### The problem:
Pick out every line in the records that contains the string "wheel" and copy each one.

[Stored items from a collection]
══════════════════════════════
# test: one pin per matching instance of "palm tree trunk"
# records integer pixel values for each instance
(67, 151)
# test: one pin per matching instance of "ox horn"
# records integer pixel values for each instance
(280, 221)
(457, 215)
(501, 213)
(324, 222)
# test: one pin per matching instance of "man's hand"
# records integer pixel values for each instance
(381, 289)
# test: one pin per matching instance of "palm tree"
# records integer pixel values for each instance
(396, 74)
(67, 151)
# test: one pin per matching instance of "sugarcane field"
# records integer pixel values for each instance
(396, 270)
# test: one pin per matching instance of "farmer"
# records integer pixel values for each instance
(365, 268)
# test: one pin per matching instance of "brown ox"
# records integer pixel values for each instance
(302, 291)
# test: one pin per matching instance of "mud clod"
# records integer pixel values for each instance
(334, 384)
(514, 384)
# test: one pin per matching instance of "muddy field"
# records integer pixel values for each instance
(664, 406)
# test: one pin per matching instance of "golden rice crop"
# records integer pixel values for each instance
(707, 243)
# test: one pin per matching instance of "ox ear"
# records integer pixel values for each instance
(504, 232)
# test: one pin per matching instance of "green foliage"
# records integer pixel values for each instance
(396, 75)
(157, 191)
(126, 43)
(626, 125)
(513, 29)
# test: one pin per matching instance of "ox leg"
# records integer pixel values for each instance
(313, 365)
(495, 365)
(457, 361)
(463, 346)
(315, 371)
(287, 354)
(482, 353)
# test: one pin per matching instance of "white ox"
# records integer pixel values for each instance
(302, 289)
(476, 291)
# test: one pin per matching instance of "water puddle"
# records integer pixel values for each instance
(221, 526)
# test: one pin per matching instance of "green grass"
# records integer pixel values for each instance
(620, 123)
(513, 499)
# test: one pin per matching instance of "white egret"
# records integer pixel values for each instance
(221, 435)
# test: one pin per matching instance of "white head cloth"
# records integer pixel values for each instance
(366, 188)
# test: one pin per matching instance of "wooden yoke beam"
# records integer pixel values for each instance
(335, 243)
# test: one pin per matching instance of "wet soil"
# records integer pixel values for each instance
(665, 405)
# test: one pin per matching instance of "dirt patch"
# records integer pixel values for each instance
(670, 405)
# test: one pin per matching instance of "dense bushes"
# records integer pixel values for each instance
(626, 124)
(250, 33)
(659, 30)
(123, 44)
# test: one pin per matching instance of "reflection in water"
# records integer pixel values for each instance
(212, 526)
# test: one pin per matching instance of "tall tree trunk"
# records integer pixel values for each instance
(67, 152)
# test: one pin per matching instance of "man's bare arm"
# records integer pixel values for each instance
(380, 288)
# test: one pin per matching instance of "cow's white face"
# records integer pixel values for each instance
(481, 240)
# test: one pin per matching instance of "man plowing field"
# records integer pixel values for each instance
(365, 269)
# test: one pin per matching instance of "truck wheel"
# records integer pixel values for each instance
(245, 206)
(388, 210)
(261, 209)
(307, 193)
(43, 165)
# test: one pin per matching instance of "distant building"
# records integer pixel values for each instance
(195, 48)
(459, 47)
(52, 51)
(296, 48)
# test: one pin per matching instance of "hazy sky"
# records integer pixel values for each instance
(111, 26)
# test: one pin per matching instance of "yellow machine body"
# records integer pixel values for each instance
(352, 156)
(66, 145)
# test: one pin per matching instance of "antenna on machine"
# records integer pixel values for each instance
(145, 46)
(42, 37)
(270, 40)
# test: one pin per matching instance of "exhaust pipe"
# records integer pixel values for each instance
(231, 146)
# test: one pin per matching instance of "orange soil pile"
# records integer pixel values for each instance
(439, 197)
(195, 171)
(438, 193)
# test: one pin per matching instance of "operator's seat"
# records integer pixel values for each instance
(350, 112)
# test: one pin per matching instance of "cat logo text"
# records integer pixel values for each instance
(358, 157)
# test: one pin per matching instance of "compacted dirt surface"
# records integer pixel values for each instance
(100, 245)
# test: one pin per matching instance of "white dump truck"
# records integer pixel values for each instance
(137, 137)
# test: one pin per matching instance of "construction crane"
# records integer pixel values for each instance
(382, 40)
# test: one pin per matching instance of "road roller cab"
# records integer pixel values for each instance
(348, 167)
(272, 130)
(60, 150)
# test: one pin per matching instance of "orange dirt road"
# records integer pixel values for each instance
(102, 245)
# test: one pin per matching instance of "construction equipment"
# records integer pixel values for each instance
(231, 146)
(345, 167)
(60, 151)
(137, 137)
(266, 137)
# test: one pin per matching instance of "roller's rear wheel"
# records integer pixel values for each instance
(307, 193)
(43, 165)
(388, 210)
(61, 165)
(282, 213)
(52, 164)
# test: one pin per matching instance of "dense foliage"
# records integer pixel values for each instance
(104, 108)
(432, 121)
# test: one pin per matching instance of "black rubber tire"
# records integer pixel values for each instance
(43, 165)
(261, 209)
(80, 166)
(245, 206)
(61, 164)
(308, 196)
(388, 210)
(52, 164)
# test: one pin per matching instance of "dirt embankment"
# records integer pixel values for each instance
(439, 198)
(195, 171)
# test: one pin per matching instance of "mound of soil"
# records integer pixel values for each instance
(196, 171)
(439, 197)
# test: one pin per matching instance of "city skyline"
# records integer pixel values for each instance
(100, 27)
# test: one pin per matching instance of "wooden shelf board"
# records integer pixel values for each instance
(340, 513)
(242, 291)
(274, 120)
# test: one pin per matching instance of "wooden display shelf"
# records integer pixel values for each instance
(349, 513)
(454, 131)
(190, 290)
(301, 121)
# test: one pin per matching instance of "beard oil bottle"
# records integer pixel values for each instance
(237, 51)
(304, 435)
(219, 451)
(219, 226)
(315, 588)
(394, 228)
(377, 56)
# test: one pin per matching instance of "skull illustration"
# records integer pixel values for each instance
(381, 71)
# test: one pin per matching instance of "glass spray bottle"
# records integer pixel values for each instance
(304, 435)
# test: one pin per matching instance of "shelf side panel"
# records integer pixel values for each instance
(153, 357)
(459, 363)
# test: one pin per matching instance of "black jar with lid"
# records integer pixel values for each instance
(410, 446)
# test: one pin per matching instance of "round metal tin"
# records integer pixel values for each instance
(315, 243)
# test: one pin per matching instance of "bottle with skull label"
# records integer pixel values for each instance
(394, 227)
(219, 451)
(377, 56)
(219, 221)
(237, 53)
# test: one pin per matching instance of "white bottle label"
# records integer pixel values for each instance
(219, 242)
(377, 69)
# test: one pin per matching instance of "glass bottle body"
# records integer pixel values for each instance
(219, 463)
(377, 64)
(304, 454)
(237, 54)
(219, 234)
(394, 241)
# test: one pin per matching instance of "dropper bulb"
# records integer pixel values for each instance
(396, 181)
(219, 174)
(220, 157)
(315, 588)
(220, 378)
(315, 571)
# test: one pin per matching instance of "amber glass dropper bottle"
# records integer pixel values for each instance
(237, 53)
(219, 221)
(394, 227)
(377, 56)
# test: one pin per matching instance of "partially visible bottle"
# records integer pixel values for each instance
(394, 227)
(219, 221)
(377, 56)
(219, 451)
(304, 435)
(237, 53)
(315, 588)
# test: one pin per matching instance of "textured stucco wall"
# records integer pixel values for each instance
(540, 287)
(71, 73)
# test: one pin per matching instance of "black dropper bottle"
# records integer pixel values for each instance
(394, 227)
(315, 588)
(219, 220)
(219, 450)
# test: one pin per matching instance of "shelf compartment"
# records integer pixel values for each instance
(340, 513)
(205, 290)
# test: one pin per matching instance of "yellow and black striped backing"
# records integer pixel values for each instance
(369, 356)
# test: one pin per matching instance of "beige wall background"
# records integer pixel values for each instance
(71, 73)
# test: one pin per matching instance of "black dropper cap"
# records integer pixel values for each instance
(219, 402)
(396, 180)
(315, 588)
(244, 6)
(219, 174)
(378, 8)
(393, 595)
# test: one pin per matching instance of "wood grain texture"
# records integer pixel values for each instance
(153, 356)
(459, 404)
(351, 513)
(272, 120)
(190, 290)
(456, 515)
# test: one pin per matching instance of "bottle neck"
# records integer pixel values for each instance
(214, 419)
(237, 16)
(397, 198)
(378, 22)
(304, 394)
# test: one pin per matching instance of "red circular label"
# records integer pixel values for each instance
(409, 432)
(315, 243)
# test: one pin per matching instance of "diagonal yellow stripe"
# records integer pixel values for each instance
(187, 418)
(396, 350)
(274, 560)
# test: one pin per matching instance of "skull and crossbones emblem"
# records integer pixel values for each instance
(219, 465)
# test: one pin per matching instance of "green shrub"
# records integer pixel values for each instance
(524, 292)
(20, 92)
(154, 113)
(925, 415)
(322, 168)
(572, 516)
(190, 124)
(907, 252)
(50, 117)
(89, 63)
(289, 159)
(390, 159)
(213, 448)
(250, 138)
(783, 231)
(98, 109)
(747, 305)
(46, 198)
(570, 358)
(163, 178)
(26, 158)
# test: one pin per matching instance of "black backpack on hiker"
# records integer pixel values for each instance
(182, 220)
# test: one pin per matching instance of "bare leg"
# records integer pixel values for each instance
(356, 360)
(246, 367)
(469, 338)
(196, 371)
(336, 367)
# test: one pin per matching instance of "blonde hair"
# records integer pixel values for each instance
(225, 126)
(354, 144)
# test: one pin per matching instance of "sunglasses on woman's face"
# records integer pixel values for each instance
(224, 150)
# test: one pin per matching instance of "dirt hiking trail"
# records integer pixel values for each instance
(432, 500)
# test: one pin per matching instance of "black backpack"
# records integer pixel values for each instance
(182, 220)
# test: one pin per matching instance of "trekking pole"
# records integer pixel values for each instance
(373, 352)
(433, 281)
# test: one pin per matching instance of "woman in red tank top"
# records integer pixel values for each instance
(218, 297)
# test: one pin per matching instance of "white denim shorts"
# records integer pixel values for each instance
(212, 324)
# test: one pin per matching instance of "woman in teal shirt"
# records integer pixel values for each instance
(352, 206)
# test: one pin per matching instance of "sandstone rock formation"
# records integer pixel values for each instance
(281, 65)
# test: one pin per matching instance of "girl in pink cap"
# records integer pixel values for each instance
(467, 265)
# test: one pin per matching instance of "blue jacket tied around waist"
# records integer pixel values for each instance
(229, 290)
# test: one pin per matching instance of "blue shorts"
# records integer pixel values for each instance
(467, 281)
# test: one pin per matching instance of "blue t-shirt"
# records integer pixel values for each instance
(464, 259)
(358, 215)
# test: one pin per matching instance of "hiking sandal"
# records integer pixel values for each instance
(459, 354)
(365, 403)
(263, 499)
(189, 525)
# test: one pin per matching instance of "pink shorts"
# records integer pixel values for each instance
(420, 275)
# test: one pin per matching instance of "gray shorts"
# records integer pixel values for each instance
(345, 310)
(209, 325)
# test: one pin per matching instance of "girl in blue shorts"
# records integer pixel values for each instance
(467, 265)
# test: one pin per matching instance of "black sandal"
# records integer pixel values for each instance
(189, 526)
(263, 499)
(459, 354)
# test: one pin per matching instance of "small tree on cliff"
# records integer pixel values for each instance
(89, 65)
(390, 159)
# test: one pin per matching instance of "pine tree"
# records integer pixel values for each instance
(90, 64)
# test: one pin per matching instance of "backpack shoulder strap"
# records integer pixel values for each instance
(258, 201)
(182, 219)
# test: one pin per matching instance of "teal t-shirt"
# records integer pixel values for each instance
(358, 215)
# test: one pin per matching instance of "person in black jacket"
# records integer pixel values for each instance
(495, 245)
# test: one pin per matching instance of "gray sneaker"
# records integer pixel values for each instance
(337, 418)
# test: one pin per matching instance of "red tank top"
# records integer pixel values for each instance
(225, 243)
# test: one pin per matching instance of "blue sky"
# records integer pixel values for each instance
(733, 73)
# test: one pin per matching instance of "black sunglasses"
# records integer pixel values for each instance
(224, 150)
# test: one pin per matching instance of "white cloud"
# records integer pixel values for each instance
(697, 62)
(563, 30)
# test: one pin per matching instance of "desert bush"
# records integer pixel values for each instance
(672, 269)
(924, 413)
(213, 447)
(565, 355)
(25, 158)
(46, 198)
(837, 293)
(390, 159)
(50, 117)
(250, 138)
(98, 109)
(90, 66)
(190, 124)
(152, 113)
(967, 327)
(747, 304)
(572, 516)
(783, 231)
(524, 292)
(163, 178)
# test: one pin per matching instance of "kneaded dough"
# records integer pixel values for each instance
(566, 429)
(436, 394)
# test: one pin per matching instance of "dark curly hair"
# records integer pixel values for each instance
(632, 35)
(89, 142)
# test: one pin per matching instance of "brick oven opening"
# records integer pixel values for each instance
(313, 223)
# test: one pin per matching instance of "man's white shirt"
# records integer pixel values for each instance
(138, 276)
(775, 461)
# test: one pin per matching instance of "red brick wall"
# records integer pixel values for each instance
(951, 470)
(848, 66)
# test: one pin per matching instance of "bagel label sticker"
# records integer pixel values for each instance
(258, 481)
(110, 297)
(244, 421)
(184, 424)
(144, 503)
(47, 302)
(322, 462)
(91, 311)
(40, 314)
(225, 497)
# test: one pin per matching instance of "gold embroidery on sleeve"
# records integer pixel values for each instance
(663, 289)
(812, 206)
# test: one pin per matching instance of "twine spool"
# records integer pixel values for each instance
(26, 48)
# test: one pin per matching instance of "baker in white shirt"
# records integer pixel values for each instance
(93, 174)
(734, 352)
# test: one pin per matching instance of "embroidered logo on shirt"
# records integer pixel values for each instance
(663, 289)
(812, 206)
══════════════════════════════
### Exercise solution:
# test: one pin per matching instance of "truck wheel"
# test: one pin per matching instance of "roller's rear wheel"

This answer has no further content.